Aim of the task
Please write out all of the entries exactly as they appear.

-------- Source information

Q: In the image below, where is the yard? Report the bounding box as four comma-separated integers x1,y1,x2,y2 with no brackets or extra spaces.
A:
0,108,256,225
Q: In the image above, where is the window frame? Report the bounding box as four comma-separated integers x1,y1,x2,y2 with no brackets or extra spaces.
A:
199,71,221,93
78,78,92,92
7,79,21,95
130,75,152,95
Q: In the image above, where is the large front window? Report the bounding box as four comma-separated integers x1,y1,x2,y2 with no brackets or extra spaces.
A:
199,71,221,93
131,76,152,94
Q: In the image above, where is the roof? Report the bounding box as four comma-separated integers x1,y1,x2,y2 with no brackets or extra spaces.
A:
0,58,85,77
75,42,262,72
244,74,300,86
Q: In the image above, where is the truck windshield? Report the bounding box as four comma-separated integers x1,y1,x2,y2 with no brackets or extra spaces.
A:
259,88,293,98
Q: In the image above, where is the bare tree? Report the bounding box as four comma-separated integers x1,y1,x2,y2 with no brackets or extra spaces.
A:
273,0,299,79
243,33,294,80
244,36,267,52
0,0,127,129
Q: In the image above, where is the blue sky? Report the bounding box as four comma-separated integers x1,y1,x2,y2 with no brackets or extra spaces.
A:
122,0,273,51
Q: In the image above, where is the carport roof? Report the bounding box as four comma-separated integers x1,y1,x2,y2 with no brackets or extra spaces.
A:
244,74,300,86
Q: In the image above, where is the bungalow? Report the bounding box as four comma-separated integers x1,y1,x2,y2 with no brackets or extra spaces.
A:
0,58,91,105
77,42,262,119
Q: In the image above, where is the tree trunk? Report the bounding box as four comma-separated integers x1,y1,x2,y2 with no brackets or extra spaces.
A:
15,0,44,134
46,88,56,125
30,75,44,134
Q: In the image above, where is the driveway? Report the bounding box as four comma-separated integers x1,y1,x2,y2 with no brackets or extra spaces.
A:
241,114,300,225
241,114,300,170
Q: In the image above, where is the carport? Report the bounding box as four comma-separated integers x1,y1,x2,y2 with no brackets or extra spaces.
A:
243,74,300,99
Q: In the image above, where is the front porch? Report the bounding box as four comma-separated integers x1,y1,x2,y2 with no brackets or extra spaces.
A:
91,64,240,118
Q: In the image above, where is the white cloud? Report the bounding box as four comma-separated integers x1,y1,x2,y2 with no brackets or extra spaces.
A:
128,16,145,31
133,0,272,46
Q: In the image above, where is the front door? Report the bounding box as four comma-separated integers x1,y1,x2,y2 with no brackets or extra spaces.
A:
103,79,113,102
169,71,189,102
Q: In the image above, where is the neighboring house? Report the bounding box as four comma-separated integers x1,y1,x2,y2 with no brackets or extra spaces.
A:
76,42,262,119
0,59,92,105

----------------

Exercise answer
Q: In the image below, where is the yard? Report the bounding box as four comma-separated integers x1,y1,x2,y2 with no brackets or extra spaces.
A:
0,108,256,225
Q: In the image above, where is the window frame? Report the bounding box as four comma-separated integers x1,y1,x2,y2 with no brackets or extra spaces.
A:
199,71,221,93
78,78,92,92
7,79,21,95
130,75,152,95
Q: In the image above, where is the large front window? Report the bounding box as four comma-separated integers x1,y1,x2,y2 with no brackets or extra spaces.
A:
199,71,221,93
131,76,152,94
Q: In the image above, where is the roof? Report the bounding box as four comma-separated integers x1,y1,x2,y2 with no brackets or extra spaces.
A:
0,58,85,77
75,42,262,72
244,74,300,86
Q: In the image above, where is the truck windshield? Report the bounding box as four comma-separated integers x1,y1,x2,y2 with no brackets or extra spaces.
A:
259,88,293,98
Q: In the image above, where is the bare tree? Report the bounding box as four comma-separated integers x1,y1,x2,y2 with no brackets or extra spaces.
A:
273,0,299,79
243,33,294,80
244,36,267,52
0,0,127,129
Q: In the image above, where is the blue sky? Report the bounding box as four comma-separated integers x1,y1,x2,y2 with no brackets or extra spaces.
A:
122,0,273,51
Q: In the image above, where is the carport roof? Report the bounding box as four comma-separated integers x1,y1,x2,y2 with no brackets or extra spaces.
A:
244,74,300,86
Q: In the image above, where is the bungalow? Report the bounding box as four comma-separated integers x1,y1,x2,y2 with no brackets or extra spaces.
A:
0,58,91,105
77,42,262,119
Q: In the image above, where is the tree trunk? Report the bounding box as four comma-separated integers x1,y1,x2,y2 with no brackets or extra spaces.
A:
15,0,44,134
46,88,56,125
30,75,44,134
Q: In the image above, where is the driveway? Report the bounding box as four comma-separated integers x1,y1,x2,y2 with no brackets or extra spaces.
A:
241,114,300,225
241,114,300,170
Q: In the image above, where is the carport? Report the bounding box as four comma-separated integers x1,y1,x2,y2 with no brackets or extra spaces.
A:
243,74,300,99
Q: In the image above, where is the front porch? Report the bounding box as four comma-separated integers x1,y1,x2,y2 with no brackets or extra spaces.
A:
91,64,240,118
Q: In the image above, where is the white cloud? Report the bounding box as four comma-separated integers x1,y1,x2,y2 with no brackets or extra spaces.
A:
128,16,145,31
133,0,272,46
Q: In the image above, where is the front door? Report the bounding box as four comma-separated integers x1,y1,x2,y2 with no brackets or extra spaces.
A:
103,79,113,102
169,71,189,102
Q: In the image above, where is the neighboring house? Report the bounding box as four comma-separated integers x1,y1,x2,y2 with no brackets or extra spaces.
A:
76,42,262,119
0,59,92,105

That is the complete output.